Metz currently serves as director of the U.S. Defense Department’s Joint IED Defeat Organization (JIEDDO), which was formed in 2006 for the purpose of counteracting the strategic influence.
U.S. Casualties in Operation Iraqi Freedom in September
 
Combat Casualties
 
- Army Staff. Sgt. Kenneth Mayne, 29, of Fort Benning, Ga., died Sept. 4 in Baghdad when his vehicle collided with an (IED).
 
- Army Pfc. Bryan Thomas, 22, of Battle Creek, Mich., died Sept. 4 in Baghdad when his vehicle collided with an (IED).
 
- Army Staff Sgt. Matthew Taylor, 25, of Charleston, S.C., died in Baghdad Sept. 21 in Baghdad from small arms fire.
 
- Army 1st Lt. Thomas Brown, 26, of Burke Va., died Sept. 23 in Salman Pak, a part of the Babil Province, from small arms fire.

▬▬▬

- [WHAT YOU NEED TO DO] From the text on U.S. casualties in Iraq, pull out word for word the part that opens with "Combat Casualties" and closes with "Province, from small arms fire.".

▬▬▬

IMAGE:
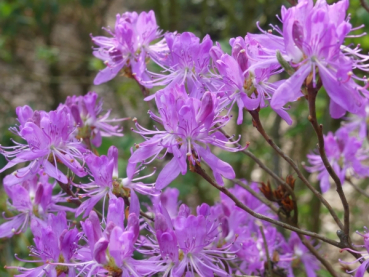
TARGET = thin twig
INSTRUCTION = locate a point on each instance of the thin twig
(312, 92)
(313, 251)
(364, 5)
(357, 187)
(128, 203)
(74, 198)
(198, 169)
(256, 195)
(266, 251)
(260, 128)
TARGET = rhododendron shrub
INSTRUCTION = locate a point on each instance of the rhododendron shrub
(87, 218)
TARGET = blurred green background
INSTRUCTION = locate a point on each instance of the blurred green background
(45, 55)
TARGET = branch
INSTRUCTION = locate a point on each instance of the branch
(198, 169)
(256, 195)
(128, 203)
(357, 188)
(313, 251)
(266, 251)
(259, 127)
(312, 92)
(364, 5)
(74, 198)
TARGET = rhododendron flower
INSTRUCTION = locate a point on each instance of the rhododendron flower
(345, 154)
(188, 123)
(186, 62)
(128, 46)
(31, 198)
(104, 170)
(50, 139)
(361, 270)
(87, 114)
(55, 244)
(312, 43)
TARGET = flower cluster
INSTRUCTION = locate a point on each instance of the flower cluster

▬▬▬

- [EXPECTED OUTPUT]
Combat Casualties
 
- Army Staff. Sgt. Kenneth Mayne, 29, of Fort Benning, Ga., died Sept. 4 in Baghdad when his vehicle collided with an (IED).
 
- Army Pfc. Bryan Thomas, 22, of Battle Creek, Mich., died Sept. 4 in Baghdad when his vehicle collided with an (IED).
 
- Army Staff Sgt. Matthew Taylor, 25, of Charleston, S.C., died in Baghdad Sept. 21 in Baghdad from small arms fire.
 
- Army 1st Lt. Thomas Brown, 26, of Burke Va., died Sept. 23 in Salman Pak, a part of the Babil Province, from small arms fire.